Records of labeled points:
┏━━

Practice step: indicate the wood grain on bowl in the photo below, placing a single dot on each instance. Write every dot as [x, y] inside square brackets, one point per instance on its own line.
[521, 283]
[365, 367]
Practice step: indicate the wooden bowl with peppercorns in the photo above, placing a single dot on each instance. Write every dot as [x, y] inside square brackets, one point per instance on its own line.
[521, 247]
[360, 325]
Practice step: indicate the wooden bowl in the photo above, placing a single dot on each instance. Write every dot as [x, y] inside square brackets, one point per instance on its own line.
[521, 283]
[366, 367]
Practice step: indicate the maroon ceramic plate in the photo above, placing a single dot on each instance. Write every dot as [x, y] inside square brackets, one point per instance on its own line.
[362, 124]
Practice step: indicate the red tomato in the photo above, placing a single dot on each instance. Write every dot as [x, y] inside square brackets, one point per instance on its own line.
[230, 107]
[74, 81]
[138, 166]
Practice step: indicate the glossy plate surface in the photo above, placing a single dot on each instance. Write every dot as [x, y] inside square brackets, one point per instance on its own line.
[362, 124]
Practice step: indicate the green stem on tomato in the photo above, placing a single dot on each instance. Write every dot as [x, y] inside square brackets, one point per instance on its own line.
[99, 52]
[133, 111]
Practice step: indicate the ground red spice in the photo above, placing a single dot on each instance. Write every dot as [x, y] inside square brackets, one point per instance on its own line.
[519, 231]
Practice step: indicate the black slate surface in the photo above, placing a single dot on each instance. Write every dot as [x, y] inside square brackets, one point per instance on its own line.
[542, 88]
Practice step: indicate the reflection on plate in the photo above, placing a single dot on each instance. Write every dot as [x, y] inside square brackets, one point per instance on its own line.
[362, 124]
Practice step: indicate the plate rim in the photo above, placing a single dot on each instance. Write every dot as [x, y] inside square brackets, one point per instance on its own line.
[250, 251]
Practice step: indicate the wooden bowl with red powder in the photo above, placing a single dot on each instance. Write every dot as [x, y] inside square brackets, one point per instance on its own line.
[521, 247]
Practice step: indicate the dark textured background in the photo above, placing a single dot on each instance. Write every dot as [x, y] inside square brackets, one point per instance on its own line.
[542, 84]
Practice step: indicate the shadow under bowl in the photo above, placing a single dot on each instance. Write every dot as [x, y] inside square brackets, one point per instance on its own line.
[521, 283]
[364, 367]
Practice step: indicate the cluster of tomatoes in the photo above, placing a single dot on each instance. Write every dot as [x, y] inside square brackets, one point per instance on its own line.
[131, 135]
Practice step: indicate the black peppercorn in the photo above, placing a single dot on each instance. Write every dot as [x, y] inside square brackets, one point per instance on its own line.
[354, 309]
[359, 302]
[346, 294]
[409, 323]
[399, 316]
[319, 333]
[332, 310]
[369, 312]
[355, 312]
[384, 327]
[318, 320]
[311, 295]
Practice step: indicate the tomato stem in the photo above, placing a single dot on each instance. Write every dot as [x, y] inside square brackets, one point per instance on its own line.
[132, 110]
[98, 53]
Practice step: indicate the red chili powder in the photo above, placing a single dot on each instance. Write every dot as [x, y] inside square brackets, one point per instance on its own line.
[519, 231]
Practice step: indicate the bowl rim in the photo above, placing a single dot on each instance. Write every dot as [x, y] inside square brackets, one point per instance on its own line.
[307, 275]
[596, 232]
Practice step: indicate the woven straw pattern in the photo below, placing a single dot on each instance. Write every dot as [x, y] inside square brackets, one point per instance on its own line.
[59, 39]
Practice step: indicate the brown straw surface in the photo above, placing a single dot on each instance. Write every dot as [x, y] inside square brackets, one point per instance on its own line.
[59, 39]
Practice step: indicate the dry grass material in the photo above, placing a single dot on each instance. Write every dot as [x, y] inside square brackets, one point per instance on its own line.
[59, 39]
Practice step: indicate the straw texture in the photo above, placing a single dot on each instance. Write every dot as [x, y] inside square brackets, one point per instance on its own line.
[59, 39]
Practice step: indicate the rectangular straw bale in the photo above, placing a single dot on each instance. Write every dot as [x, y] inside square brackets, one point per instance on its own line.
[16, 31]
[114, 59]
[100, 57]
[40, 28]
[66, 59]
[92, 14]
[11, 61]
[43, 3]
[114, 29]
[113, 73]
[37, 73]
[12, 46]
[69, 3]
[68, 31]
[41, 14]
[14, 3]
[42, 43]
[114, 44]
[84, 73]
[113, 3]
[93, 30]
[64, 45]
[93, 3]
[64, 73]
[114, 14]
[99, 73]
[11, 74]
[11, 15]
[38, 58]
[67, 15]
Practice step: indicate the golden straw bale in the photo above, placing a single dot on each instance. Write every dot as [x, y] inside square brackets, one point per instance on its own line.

┗━━

• DIRECTION:
Return every line of the records above unchanged, from the first line through the last.

• SOLVED PROBLEM:
Practice step: indicate the wood grain on bowl in the photo below, placing a single dot on each instance. Write every dot as [x, y] inside square brackets, one point per instance on its own line.
[521, 283]
[365, 367]
Practice step: indicate the wooden bowl with peppercorns in the photo above, placing a single dot on each instance. Write every dot as [x, y] inside square brackets, one point per instance on its own line.
[521, 247]
[360, 325]
Practice step: indicate the wooden bowl in the photo above, placing a single dot on each instance. Write every dot as [x, y] inside square brackets, one point per instance on its own line.
[521, 283]
[366, 367]
Practice step: indicate the maroon ceramic plate in the photo above, placing a single dot on each instance. Write every dot as [x, y] inside square brackets, one point per instance on its own line.
[362, 124]
Practice step: indicate the red tomato in the photo above, placing a single dot on each instance. Write every dot as [x, y] inside square brackets, one point per instance on its own line.
[230, 107]
[74, 81]
[138, 166]
Practice step: indicate the glossy plate surface in the photo above, placing a single dot on each instance. Write every dot as [x, y] inside square brackets, one point per instance on its own line.
[362, 124]
Practice step: indicate the green stem on tomato in the photo above, placing a single dot on each instance. Write every dot as [x, y] inside square brackets, one point per instance on its own line.
[99, 52]
[133, 111]
Practice step: indicate the ground red spice in the photo above, placing a single dot on each instance. Write every dot as [x, y] inside square brackets, one point per instance on its own line.
[519, 231]
Practice step: indicate the black slate surface in the photo above, placing a single dot on each instance. Write every dot as [x, y] inside square brackets, one point per instance on its own line.
[542, 88]
Practice step: indicate the reflection on plate in the photo above, placing a single dot on each instance. Write every dot as [x, y] inside square brackets, one point per instance on its own line.
[362, 124]
Practice step: indicate the plate rim in the photo above, placing a single dot on each instance. Write every dot as [x, y] inside square brackets, one point per instance on its own line.
[250, 251]
Practice step: indicate the wooden bowl with red powder in the photo above, placing a single dot on each instance. Write every dot as [x, y] inside square brackets, one point per instance on its own line.
[521, 247]
Practice step: indicate the dark textured background in the photo above, placing a single dot on each instance. Write every dot as [x, y] inside square brackets, one point per instance on its own line.
[542, 84]
Practice step: indicate the shadow under bowl in the photo above, placing a single dot on each instance. Write every dot as [x, y] inside square brackets, one point per instance on its own line.
[521, 283]
[364, 367]
Practice step: indicate the cluster of tomatoes in the photo above, placing a single dot on each instance. Write every dot as [x, y] inside square brackets, one point per instance on its own line.
[131, 135]
Practice step: indicate the black peppercorn in the photo above, placing a single dot on each instance. Write every dot as [x, y] inside square brackets, one point per instance on its own line.
[354, 309]
[359, 302]
[346, 294]
[409, 323]
[399, 316]
[319, 333]
[332, 310]
[369, 312]
[355, 312]
[384, 327]
[318, 320]
[311, 295]
Practice step: indicate the tomato stem in the photo above, placing a single dot on each instance. Write every dot as [x, y] inside square brackets, one point per instance on its own line.
[132, 110]
[98, 53]
Practice step: indicate the red chili powder in the photo above, placing a single dot on each instance. Write every dot as [x, y] inside square brackets, one point per instance on its own line.
[519, 231]
Practice step: indicate the bowl rim in the photo above, placing a single dot on each instance. Write every dot as [x, y] inside square brackets, one point per instance on its own line.
[307, 275]
[596, 232]
Practice step: indicate the woven straw pattern in the photo below, placing a single dot on each instance. Write every dot as [x, y] inside square brackets, one point per instance on its own line.
[59, 39]
Practice step: indicate the brown straw surface in the photo above, placing a single dot on each instance. Write every dot as [x, y] inside square brackets, one point per instance on its own line.
[59, 39]
Practice step: indicate the dry grass material in the photo above, placing a single dot on each instance. Write every dot as [x, y] inside square brackets, one point per instance on its own line.
[59, 39]
Practice step: indicate the straw texture in the photo above, placing a single dot on each instance. Write every dot as [x, y] inside square brackets, one point per instance on its own line.
[59, 39]
Practice step: indicate the rectangular straw bale in the photo above, placing a single dot on each instance. Write every dot as [x, y] inside square brackets, one point per instance on its own line.
[16, 31]
[114, 59]
[100, 57]
[40, 28]
[66, 59]
[92, 14]
[11, 61]
[43, 3]
[114, 29]
[113, 73]
[37, 73]
[12, 46]
[69, 3]
[68, 31]
[41, 14]
[14, 3]
[42, 43]
[114, 44]
[84, 73]
[113, 3]
[93, 30]
[64, 45]
[93, 3]
[64, 73]
[114, 14]
[99, 73]
[11, 74]
[11, 15]
[38, 58]
[67, 15]
Practice step: indicate the golden straw bale in the photo above, placing a single dot on each instance. Write every dot as [x, y] inside square brackets, one point per instance on its own line.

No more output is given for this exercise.